■ Reading text
===
Setting the Foundation for Gigawatt-Scale Renewable Energy

From the 2007 Research Review.

A composite of seven photos illustrates the workings of the Wind2H2 facility. A caption under the photos says 'Wind energy or solar energy is converted to the appropriate current to electrolyze water to hydrogen, which is compressed and stored for subsequent electrical generation.' The photos are of a wind turbine; an array of solar panels; a man wearing a hard hat and safety glasses and peering into a rectangular upright box in which are mounted about eight electrical components with wires running between them; the same man reaching into a similarly shaped box and touching an electrolyzer, a device with a cylindrical base with about a dozen inch-thick cylinders protruding from its top in a circular pattern, which is surrounded by a complex jumble of tubes and hoses; the same man adjusting something on a hydrogen compressor, which is a complex jumble of pipes and valves including several large pressure gauges; hydrogen storage tanks, which are long metal cylinders about two feet in diameter and labeled 'hydrogen, flammable gas, no smoking, no open flame,' with wind turbines in the background; and the same man examining a generator, a box about three feet high filled with a complex tangle of pipes and wires.

Sitting on an exposed, wind-blown plateau along the front range of Colorado's Rocky Mountains, a 40-foot by 40-foot concrete pad may hold a key to our energy future. This is the home of the "wind to hydrogen" project, a unique facility that uses electricity from wind turbines and solar panels to produce hydrogen from water.
===
■ Work to do
Carry on the wind-to-hydrogen article from its last sentence, keeping its style and subject.
===
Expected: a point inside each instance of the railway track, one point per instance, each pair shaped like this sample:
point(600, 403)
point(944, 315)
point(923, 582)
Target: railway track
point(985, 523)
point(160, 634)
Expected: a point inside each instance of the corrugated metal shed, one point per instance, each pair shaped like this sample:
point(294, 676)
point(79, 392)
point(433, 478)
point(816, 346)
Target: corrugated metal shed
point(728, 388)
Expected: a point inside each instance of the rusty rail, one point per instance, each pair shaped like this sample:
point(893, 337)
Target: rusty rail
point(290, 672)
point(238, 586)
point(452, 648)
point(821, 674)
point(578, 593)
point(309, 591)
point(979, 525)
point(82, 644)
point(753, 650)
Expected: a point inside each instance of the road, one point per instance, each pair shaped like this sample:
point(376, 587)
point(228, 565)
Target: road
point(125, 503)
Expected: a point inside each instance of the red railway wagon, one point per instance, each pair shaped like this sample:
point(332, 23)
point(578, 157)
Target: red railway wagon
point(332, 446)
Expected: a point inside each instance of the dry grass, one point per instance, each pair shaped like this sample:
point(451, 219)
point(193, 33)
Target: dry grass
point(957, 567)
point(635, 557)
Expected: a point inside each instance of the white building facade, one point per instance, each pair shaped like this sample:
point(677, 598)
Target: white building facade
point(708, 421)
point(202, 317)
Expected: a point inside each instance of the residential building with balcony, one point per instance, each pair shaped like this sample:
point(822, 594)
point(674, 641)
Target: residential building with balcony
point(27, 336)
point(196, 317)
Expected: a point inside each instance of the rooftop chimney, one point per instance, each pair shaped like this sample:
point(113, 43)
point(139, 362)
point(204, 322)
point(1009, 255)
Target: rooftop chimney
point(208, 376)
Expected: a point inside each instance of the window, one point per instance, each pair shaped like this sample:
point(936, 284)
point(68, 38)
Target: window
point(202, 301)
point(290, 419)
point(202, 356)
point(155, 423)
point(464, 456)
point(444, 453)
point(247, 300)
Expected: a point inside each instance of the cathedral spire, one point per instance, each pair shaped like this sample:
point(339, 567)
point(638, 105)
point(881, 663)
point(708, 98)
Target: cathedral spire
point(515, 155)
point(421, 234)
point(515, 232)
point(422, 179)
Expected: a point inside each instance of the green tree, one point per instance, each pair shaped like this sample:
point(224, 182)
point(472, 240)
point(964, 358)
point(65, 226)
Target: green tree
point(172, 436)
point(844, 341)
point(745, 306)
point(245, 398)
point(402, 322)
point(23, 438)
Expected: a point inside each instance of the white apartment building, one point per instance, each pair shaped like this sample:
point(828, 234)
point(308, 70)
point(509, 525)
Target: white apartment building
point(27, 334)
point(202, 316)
===
■ Task answer
In chemical nomenclature, hydrogen is "H₂," and researchers at the "Wind2H2" facility are working to solve some of the biggest problems facing the world today: how to generate electricity and produce transportation fuels without accelerating climate change.

"The ultimate goal is to get more wind power onto the grid and provide cost-effective hydrogen for vehicles in an environmentally conscious manner, although economical and robust fuel-cell-powered cars are still years away," says project leader Kevin Harrison.

Producing electricity from renewable resources like the wind and the sun is an environmentally friendly way to meet our future needs for power. But there's a major drawback: these resources don't produce electricity when the wind isn't blowing and the sun isn't shining, and this variability has hampered their development and wide-scale adoption. So, the major goal of Wind2H2 is to improve the reliability, dispatchability, and economics of renewable energy by storing it as hydrogen, opening the door for gigawatt-scale renewable energy deployment. The hydrogen could then be converted to electricity when it's needed or used as a vehicle fuel.

Hydrogen is a flexible energy carrier that can be generated from coal, natural gas, biomass, water, and other hydrogen-rich materials. Using renewable energy to produce hydrogen from water allows inherently clean energy to be stored for later uses. Hydrogen can be stored and converted back to electricity or used to run vehicles while producing little or no greenhouse gases. That's why hydrogen is often regarded as the fuel of the future. There are, however, quite a few technical challenges to be overcome before that vision becomes a reality.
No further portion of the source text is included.